Coordinate labeling data:
■ ■ ■ ■ ■

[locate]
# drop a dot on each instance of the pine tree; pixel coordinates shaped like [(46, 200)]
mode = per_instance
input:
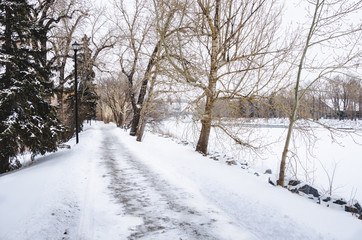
[(27, 120)]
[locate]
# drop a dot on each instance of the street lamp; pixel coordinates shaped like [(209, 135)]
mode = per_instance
[(76, 46)]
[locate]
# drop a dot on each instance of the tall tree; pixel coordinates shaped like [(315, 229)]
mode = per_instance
[(330, 28), (224, 50), (27, 120)]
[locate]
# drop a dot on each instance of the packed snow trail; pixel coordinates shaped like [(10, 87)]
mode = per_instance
[(163, 208), (111, 187)]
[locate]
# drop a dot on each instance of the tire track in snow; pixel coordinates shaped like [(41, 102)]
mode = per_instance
[(143, 194)]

■ ■ ■ ■ ■

Task requirements
Express the records as a two-column CSV with the headers text and answer, giving one row per record. Put each record's text and its answer in their own quoted fields, replace line breaks with spaces, and leave out the pictures.

Correct output
text,answer
"[locate] # drop a dot on each instance of the pine tree; pixel coordinates shaped like [(46, 200)] mode = per_instance input:","[(27, 120)]"
"[locate] # drop a dot on each instance of the street lamp; pixel coordinates shaped like [(209, 135)] mode = per_instance","[(76, 46)]"
"[locate] # drop a dot on each instance of the tall tree; pixel coordinates shaped like [(315, 229)] mode = per_instance","[(330, 28), (224, 50), (27, 120)]"
"[locate] # drop a dot on each instance of the packed snow trail; pixel coordinates shaped like [(10, 87)] mode = per_instance","[(163, 208), (111, 187)]"
"[locate] # drop a dot on each instance of the tire track in snow; pixel coordinates shaped like [(41, 102)] mode = per_instance","[(143, 194)]"